# [WORK TO DO]
Please output the entries below from the line that contains "Target: bee" through the final line, reproduced exactly and alone.

# [DATASET]
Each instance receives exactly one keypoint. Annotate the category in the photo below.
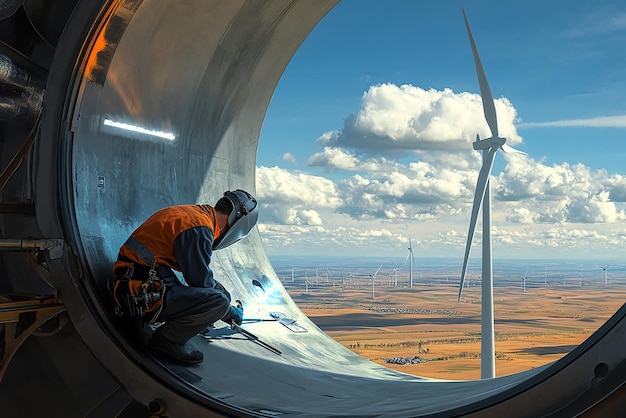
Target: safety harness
(138, 290)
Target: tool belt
(138, 291)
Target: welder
(181, 238)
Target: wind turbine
(411, 259)
(605, 271)
(373, 276)
(482, 195)
(395, 272)
(292, 273)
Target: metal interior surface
(135, 105)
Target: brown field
(531, 329)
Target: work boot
(184, 353)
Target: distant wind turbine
(373, 276)
(489, 146)
(605, 271)
(410, 258)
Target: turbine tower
(489, 146)
(410, 258)
(374, 280)
(605, 271)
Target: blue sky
(368, 137)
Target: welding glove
(234, 314)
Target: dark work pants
(188, 310)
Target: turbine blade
(479, 195)
(510, 150)
(378, 270)
(489, 106)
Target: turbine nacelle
(495, 141)
(487, 143)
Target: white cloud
(289, 157)
(281, 187)
(393, 117)
(332, 157)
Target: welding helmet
(241, 219)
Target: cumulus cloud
(332, 157)
(290, 158)
(405, 117)
(282, 187)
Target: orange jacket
(180, 237)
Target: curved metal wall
(202, 72)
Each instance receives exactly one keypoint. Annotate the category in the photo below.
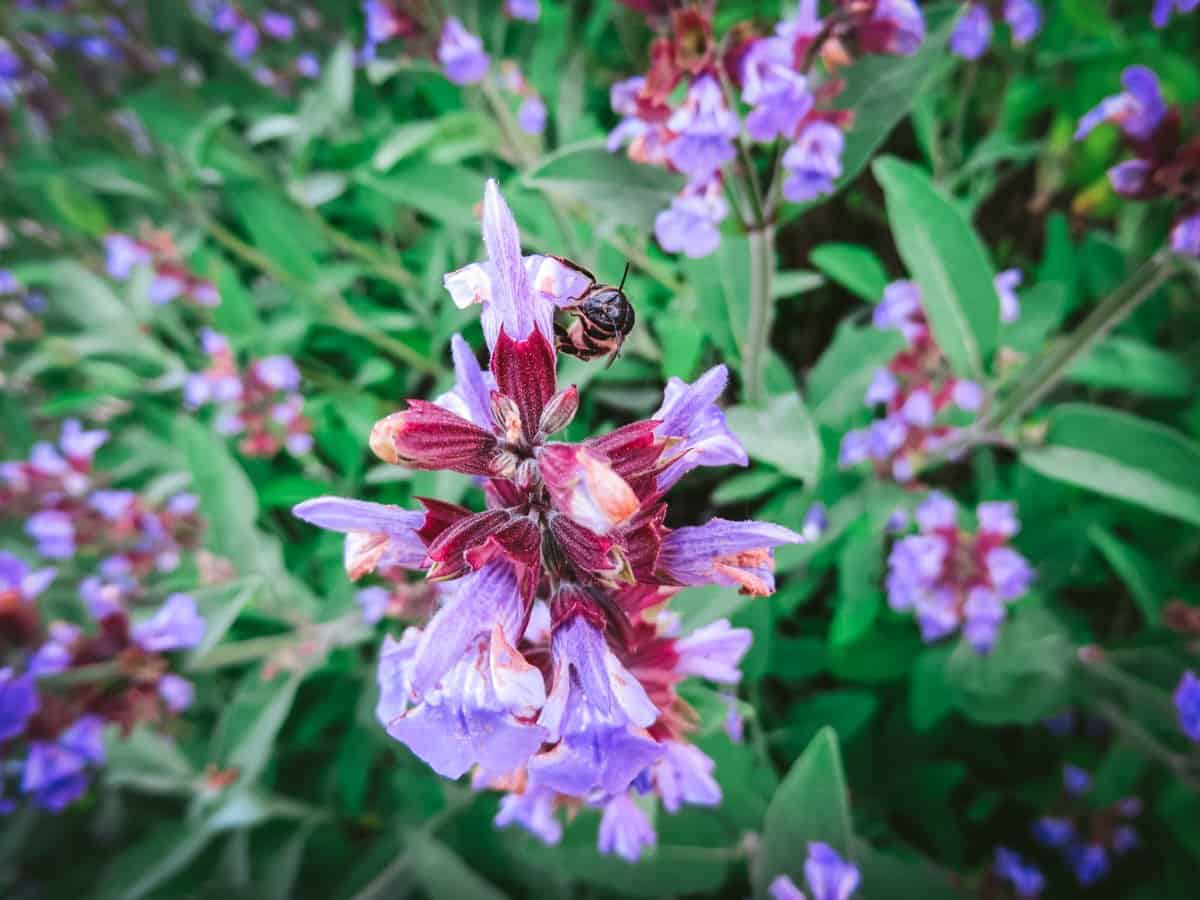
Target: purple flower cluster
(124, 256)
(532, 113)
(972, 33)
(951, 579)
(57, 731)
(828, 876)
(1187, 706)
(550, 667)
(1025, 880)
(1164, 165)
(1087, 839)
(262, 403)
(697, 136)
(1163, 9)
(916, 388)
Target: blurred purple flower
(461, 54)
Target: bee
(601, 318)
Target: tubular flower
(695, 131)
(1087, 838)
(951, 579)
(545, 669)
(1167, 161)
(262, 403)
(916, 389)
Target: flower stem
(1045, 375)
(526, 159)
(754, 351)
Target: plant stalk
(754, 351)
(1045, 375)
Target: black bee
(601, 319)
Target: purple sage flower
(1187, 705)
(461, 54)
(813, 162)
(972, 33)
(705, 131)
(1138, 109)
(178, 625)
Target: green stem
(526, 159)
(341, 312)
(754, 351)
(1045, 375)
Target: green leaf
(783, 435)
(856, 268)
(1141, 575)
(147, 865)
(838, 383)
(618, 189)
(1123, 456)
(949, 263)
(1025, 676)
(245, 735)
(892, 877)
(811, 804)
(443, 873)
(859, 575)
(1131, 365)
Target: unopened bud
(559, 412)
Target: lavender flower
(828, 876)
(577, 528)
(1138, 109)
(693, 223)
(1163, 9)
(706, 129)
(1186, 235)
(461, 54)
(813, 162)
(18, 702)
(1006, 287)
(1187, 705)
(972, 33)
(951, 579)
(1025, 880)
(57, 771)
(178, 625)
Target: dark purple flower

# [SOLUTION TO THIS TASK]
Target: bee
(601, 318)
Target: tubular flower
(695, 131)
(1087, 838)
(951, 579)
(545, 669)
(1167, 161)
(262, 403)
(916, 389)
Target: flower stem
(1045, 375)
(526, 159)
(754, 351)
Target: plant stalk
(754, 351)
(1045, 375)
Target: black bee
(601, 319)
Target: purple sage flower
(1187, 705)
(461, 54)
(813, 162)
(972, 33)
(705, 131)
(1138, 109)
(178, 625)
Target: green stem
(526, 159)
(341, 312)
(754, 351)
(1045, 375)
Target: green leaf
(783, 435)
(856, 268)
(1141, 575)
(147, 865)
(838, 383)
(618, 189)
(1123, 456)
(949, 263)
(1025, 676)
(245, 735)
(892, 877)
(811, 804)
(443, 873)
(859, 575)
(1131, 365)
Target: unopened bud
(559, 412)
Target: lavender flower
(828, 876)
(577, 528)
(1138, 109)
(693, 223)
(1163, 9)
(706, 129)
(1186, 235)
(461, 54)
(813, 162)
(18, 702)
(1006, 287)
(1187, 705)
(972, 33)
(951, 579)
(1025, 880)
(57, 771)
(178, 625)
Target: dark purple flower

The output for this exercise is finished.